- Excerpted data -
Segment Open

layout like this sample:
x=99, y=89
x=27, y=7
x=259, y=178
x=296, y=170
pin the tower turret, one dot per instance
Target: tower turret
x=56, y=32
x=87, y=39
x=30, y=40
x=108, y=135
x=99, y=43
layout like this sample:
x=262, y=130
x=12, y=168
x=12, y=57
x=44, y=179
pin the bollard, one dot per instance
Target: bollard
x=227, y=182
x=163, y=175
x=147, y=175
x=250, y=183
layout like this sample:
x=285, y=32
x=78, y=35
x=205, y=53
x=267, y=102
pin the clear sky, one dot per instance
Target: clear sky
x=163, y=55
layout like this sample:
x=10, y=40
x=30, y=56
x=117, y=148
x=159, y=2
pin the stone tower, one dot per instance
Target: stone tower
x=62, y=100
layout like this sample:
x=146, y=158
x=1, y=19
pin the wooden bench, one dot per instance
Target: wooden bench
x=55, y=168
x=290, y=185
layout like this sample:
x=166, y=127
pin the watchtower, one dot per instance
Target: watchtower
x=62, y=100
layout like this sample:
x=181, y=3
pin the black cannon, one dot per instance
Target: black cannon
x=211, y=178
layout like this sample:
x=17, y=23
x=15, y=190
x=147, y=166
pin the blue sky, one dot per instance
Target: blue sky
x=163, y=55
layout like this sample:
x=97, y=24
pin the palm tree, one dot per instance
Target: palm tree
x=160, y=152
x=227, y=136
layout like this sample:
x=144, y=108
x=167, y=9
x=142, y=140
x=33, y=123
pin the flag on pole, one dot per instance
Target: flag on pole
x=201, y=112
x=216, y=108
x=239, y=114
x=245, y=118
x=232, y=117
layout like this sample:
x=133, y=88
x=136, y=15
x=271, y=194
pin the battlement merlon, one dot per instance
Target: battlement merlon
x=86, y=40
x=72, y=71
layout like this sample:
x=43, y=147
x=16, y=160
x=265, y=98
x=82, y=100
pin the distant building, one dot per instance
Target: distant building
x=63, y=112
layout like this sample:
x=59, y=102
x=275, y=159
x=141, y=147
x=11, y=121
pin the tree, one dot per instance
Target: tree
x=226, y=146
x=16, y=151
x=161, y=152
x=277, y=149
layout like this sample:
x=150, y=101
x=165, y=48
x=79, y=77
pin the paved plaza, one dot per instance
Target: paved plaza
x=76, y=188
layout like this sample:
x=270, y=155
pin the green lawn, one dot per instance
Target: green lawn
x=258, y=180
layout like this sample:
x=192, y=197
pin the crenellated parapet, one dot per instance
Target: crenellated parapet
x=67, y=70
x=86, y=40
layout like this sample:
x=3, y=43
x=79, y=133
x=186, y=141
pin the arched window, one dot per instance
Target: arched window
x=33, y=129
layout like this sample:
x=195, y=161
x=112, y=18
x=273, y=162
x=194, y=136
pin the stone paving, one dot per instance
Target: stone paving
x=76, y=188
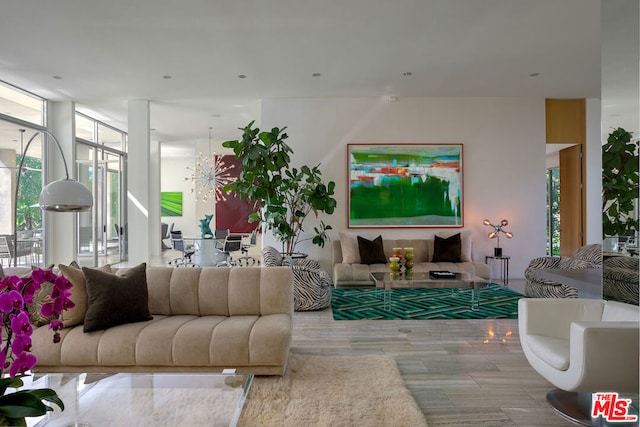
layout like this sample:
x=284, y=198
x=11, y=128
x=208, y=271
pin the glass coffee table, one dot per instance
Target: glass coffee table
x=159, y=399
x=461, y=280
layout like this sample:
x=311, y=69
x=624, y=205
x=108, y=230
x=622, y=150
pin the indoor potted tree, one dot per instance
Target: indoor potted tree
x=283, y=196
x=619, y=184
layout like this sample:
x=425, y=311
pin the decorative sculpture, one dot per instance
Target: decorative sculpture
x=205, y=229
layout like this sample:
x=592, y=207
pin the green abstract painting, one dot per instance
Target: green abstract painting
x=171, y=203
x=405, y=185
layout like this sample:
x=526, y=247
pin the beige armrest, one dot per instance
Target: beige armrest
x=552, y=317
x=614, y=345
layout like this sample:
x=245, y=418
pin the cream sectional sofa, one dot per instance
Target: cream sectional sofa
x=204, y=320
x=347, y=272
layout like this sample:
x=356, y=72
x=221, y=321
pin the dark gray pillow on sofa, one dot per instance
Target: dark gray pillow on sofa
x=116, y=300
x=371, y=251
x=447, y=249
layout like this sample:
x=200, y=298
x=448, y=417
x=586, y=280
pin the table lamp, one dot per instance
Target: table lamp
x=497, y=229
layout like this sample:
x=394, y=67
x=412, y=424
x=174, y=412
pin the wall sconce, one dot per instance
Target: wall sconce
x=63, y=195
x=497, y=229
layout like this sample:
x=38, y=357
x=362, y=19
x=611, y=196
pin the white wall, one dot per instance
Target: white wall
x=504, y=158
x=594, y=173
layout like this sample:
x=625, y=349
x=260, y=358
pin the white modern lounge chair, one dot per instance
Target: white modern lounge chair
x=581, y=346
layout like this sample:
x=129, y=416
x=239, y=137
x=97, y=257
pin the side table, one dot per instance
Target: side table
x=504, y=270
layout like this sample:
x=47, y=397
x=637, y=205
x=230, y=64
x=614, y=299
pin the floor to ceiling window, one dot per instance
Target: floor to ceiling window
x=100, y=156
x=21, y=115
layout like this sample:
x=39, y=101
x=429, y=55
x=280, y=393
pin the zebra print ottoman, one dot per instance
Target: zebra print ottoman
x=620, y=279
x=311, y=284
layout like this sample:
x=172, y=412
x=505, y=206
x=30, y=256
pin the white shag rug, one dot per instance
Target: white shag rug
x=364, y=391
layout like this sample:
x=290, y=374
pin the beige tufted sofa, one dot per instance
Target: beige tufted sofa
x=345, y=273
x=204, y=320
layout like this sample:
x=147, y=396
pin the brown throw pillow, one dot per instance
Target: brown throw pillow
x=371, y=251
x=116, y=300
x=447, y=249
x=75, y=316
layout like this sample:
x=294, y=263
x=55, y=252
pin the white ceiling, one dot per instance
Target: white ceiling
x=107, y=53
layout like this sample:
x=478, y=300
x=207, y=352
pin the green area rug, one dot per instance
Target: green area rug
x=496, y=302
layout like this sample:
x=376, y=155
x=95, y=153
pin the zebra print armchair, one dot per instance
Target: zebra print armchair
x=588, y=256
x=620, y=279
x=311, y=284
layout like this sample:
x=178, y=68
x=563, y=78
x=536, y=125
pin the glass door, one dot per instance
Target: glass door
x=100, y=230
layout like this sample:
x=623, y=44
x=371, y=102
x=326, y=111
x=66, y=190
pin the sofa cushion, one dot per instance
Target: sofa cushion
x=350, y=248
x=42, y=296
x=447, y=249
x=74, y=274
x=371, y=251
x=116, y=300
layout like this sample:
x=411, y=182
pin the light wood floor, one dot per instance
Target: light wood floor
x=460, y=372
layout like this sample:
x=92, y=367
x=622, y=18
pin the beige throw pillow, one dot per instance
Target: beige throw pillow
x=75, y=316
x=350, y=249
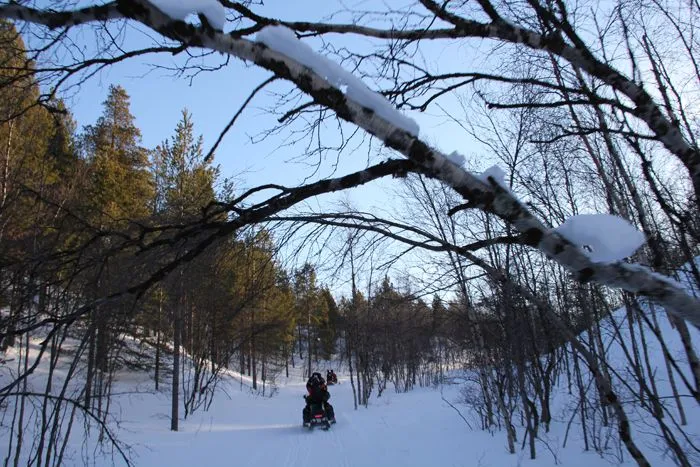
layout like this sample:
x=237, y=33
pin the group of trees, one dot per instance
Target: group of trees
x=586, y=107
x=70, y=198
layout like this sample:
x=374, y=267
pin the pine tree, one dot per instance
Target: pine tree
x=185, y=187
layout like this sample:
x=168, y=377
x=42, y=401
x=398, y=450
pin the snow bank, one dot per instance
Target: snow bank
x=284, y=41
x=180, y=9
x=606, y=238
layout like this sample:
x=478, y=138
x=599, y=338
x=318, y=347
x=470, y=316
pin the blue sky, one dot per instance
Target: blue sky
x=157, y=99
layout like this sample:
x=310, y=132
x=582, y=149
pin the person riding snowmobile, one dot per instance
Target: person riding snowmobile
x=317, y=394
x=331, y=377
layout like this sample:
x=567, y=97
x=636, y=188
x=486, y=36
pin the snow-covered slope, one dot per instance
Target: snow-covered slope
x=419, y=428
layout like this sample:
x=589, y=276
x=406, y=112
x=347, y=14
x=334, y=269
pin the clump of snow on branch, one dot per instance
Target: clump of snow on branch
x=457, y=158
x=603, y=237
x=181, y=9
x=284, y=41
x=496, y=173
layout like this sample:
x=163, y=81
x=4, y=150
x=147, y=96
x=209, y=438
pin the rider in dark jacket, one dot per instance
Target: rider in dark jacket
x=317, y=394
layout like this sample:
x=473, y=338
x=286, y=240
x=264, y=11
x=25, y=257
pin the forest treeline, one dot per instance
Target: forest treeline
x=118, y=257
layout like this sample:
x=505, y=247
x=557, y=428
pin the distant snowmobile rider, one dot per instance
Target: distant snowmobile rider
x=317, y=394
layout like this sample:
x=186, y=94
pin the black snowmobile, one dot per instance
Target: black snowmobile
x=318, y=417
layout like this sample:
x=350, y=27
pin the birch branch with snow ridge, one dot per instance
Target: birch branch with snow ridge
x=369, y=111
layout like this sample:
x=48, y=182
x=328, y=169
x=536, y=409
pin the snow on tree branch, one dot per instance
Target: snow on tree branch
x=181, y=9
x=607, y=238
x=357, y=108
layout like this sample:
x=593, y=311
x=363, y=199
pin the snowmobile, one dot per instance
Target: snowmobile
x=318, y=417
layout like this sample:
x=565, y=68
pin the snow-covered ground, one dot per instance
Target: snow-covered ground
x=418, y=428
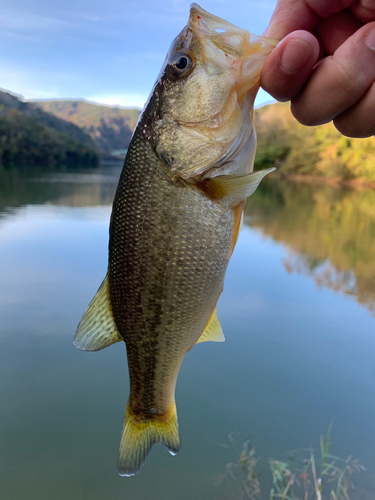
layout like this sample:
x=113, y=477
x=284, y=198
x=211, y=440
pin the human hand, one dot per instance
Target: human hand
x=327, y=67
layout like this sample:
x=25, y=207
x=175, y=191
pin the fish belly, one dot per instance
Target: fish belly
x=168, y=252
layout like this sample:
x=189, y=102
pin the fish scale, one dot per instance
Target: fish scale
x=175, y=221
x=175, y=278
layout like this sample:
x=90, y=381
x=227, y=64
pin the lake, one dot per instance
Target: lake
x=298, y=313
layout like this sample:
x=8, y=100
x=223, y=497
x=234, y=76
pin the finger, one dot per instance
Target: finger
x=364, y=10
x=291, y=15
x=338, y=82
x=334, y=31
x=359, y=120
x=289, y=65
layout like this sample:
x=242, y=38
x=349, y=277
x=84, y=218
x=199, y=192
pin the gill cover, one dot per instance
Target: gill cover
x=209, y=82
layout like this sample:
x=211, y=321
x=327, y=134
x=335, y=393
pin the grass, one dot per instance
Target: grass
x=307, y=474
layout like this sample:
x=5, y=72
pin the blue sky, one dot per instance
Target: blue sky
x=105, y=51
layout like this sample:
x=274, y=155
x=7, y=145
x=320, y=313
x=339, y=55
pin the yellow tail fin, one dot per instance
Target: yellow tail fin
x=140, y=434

Segment Closed

- What the task asks -
Ending with the line containing "x=205, y=53", please print exactly the lines of the material above from its first line onward, and nothing else.

- Answer below -
layout like this sample:
x=99, y=89
x=27, y=7
x=259, y=178
x=296, y=170
pin the tower turret, one dot per instance
Target: tower turret
x=56, y=32
x=87, y=39
x=30, y=40
x=108, y=135
x=99, y=43
layout like this sample:
x=262, y=130
x=12, y=168
x=12, y=57
x=44, y=179
pin the bollard, one dot per instance
Target: bollard
x=227, y=182
x=163, y=175
x=147, y=175
x=250, y=183
layout like this sample:
x=285, y=32
x=78, y=35
x=205, y=53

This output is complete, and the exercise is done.